* BEGIN *
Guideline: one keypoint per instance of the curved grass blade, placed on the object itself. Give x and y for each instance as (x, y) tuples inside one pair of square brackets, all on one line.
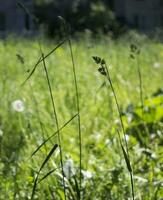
[(50, 172), (53, 135), (43, 164), (41, 59), (125, 154)]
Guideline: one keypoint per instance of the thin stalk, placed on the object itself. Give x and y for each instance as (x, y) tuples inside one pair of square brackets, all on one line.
[(123, 129), (141, 97), (78, 110), (56, 121), (118, 107), (140, 85), (77, 98), (38, 114)]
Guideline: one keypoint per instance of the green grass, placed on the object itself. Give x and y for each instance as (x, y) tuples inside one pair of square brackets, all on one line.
[(102, 155)]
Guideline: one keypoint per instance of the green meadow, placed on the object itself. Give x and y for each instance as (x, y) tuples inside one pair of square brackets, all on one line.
[(95, 166)]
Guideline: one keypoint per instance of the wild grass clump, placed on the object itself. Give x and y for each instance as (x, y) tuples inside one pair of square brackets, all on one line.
[(70, 133)]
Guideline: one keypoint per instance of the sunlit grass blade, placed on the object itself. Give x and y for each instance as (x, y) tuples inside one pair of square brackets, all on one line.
[(55, 118), (49, 173), (54, 134), (76, 94), (77, 188), (43, 164), (125, 154), (41, 59)]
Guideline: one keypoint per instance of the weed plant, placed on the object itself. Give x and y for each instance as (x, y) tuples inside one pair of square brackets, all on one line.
[(99, 171)]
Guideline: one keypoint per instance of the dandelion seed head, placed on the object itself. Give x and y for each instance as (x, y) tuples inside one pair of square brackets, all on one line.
[(18, 105)]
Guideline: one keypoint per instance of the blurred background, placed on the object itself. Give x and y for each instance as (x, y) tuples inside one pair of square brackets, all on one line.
[(113, 17)]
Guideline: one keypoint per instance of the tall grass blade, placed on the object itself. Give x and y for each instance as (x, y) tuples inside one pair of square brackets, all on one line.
[(56, 118), (41, 60), (76, 93), (43, 164), (50, 172), (54, 134)]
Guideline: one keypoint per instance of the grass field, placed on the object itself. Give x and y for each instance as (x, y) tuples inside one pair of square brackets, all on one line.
[(24, 125)]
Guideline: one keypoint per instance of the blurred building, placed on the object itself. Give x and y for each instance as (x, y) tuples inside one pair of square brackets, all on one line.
[(13, 18), (144, 15)]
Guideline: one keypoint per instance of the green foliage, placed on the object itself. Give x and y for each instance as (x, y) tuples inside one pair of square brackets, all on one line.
[(104, 172), (95, 16)]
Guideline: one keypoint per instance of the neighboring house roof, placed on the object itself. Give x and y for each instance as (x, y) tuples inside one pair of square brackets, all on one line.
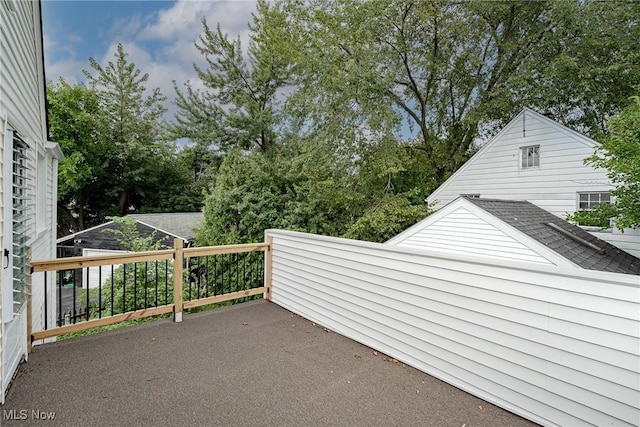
[(167, 227), (570, 241), (180, 224), (516, 230), (515, 126)]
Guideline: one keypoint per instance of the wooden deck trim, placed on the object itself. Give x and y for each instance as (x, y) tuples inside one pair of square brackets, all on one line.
[(94, 323), (225, 297)]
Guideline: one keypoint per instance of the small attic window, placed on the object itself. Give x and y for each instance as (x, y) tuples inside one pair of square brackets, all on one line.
[(590, 200), (9, 5), (530, 156)]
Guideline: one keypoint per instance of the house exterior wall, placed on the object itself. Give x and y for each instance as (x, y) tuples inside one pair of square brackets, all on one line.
[(496, 172), (556, 346), (22, 109)]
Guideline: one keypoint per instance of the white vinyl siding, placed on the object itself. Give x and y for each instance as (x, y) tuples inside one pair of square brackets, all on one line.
[(557, 346), (22, 108), (495, 171)]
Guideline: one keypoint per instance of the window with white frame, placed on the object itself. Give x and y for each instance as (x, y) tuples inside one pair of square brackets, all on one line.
[(589, 200), (530, 156), (22, 218)]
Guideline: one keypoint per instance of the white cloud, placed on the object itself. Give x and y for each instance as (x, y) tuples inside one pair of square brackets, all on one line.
[(160, 43)]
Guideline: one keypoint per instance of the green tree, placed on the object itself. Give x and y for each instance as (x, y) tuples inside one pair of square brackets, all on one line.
[(619, 154), (591, 65), (74, 114), (131, 121), (239, 105), (440, 67)]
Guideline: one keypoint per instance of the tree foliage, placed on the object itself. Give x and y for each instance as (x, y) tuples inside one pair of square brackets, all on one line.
[(340, 117), (619, 154), (238, 106), (74, 112), (130, 122)]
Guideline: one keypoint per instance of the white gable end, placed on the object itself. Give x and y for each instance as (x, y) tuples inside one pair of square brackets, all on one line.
[(496, 170), (461, 228), (553, 184)]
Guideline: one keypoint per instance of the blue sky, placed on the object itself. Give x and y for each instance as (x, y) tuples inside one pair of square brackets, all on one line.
[(158, 35)]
* END *
• **What is required**
Copy every record above exactly, leaving out the pictures.

• **Output of the exercise**
Guideline: one keypoint per instance of the curved grass blade, placed on the object itself. Give x and y for each instance as (x, y) tuples inside one pair of square brackets, all on one line.
[(50, 172), (53, 135), (43, 164), (41, 59), (125, 154)]
Guideline: one keypoint per instance of the thin stalk, placed on the object itself. Give x and y for each instance as (x, y) tuples inside one pair of square brackets, all on one line.
[(123, 129), (141, 97), (78, 110), (56, 121), (118, 107), (140, 85), (77, 98), (38, 114)]
Guideline: one keypoint per instance of the green grass, placed on the object itself. Give x and y for each instance as (x, y) tuples inside one pair of square brackets, all on one line.
[(102, 155)]
Guideline: one keypoint per instance of the green meadow, placed on the object itself. Give x and y for each instance as (x, y) tuples inside one pair of square brackets, all on one line.
[(95, 166)]
Guideline: one keypoint per instance of the wild grass clump, placed on the object itself. Give x and y for each instance as (x, y) tuples inside one pair of square brackets, all on one line.
[(70, 133)]
Guideline: one keypoint per instance of the sunlit grass blade, placed on the object itself. Give x and y for each instance as (x, y) tuples inside one pair of square brackets, all on one line.
[(55, 118), (49, 173), (54, 134), (76, 94), (77, 188), (43, 164), (125, 154), (41, 59)]
Guideline: one keypoint per instance of the weed plant, placed on the object itself. Give x and y for each instance as (x, y) tuples inside one pair of square brackets, all on one line.
[(99, 171)]
Guideline: one keypoint per instance of the dandelion seed head, placed on the object itself. Give x and y for each instance as (x, y) tuples inside one pair of square brackets, all on one line.
[(18, 105)]
Guideline: one keypoint per instance of the blurred background, placed on the object itself. Give x and y for each instance as (x, y) tuples inside one pair of square brackets, all on one line.
[(113, 17)]
Guideline: one keypoint per instance of the tall grass blade, placed on the object itself. Give x and y for each instance as (x, y) tuples inside one pair of square brackets, all on one line.
[(56, 118), (41, 60), (76, 93), (43, 164), (50, 172), (54, 134)]
Guideline: one keypoint per instance of the grass field, placed on the object itself. Give x and y for each instance as (x, y) tuples inside one pair of square brackets, all on one line.
[(24, 125)]
Guideline: one keypoint per instance of the blurred building, placed on the object itself. Give x and y for each instance as (x, y) tuples inside one pair of square brackets, all on one line.
[(13, 18), (144, 15)]
Guideline: one keypoint per instance of the green foliage, placed on the object itself. Give x and y for each instance as (x, y) tuples inside one pair of square brackets, all on one line.
[(104, 172), (95, 16)]
Guideline: one keypoint per instance of the neighboring house roof, placed on the object itself. Give x and y for each instance as (x, y) tuples inside one pair of square brackets, all on one line.
[(167, 227), (570, 241), (180, 224), (516, 230), (515, 126)]
Guideline: one keypoint per instance of the wooden deck trim, placed on the object itself. Give x and y for each instance as (x, y) tuples inside one pair of square brackets, all on one line.
[(94, 323), (225, 297)]
Guideline: one keypoint per instance of the small attic window, placed on the object itself. Give x and y for each instance as (x, y) tuples inside one pair of square brackets, all on one line.
[(590, 200), (9, 5), (530, 156)]
Guideline: one keypoint per instance of the house exterior wall, placed on the object itself. Give x and y for each instance as (x, y) tuples inside one pair of square brackets, all on one line.
[(496, 172), (556, 346), (22, 109)]
Guideline: one keypoint per instance of the white vinyl siding, placed on the object itself. Give x and y for each instance as (x, y) tuples inside one pair of square brackets, all on one line.
[(557, 346), (22, 108), (495, 171)]
Guideline: one keypoint per instance of the window with white frame, placed on the object itself. Give x and y for each instance as (x, y) tuples inside one pair of square brackets, all on one line.
[(589, 200), (530, 156), (22, 218)]
Guideline: one keypoint per instance of the white cloud, placed on the object itself. Give x and y for each instance as (x, y) tuples inside one pair of square brackets, all on one line.
[(160, 43)]
Guideline: one keypoint per instance of the green tree, placed on the object itself. Give x and y for each instance as (x, y) tuples inside one pair of square brackets, all on one line.
[(619, 154), (591, 65), (74, 114), (131, 121), (239, 105), (440, 67)]
Guideline: one keypoint per instance of the tree foliage, placed on the object itself. Give x and y for each instance as (x, y) tuples inside one pair of square brackets, all on one line.
[(340, 117), (619, 154), (238, 106), (74, 112), (130, 122)]
Guideline: one keypoint per instance of the white gable end, placed on the object itself. Give x and y for each instance as (x, y) tuples inside one pair of square brackets, all on one line.
[(496, 170), (461, 228), (553, 184)]
Guideline: one keypoint per instance of the blue sky, placed on the object itself. Give x and y for each instance as (x, y) tuples inside one pair of square brackets, all on one line.
[(158, 35)]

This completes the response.